Position annotation records
_ _ _

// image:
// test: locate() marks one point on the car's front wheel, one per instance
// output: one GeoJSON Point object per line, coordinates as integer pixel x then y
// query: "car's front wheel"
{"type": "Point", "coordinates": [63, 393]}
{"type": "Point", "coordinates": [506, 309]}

_ _ _

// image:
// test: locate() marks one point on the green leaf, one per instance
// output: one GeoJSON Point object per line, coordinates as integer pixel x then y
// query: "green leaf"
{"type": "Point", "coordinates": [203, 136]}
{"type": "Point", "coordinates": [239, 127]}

_ _ _

■ Stated exercise
Find each line in the items that contains the string "locate", and copy those lines.

■ Task response
// test: locate() marks one point on the car's front wheel, one per instance
// test: locate() marks one point on the green leaf, one per instance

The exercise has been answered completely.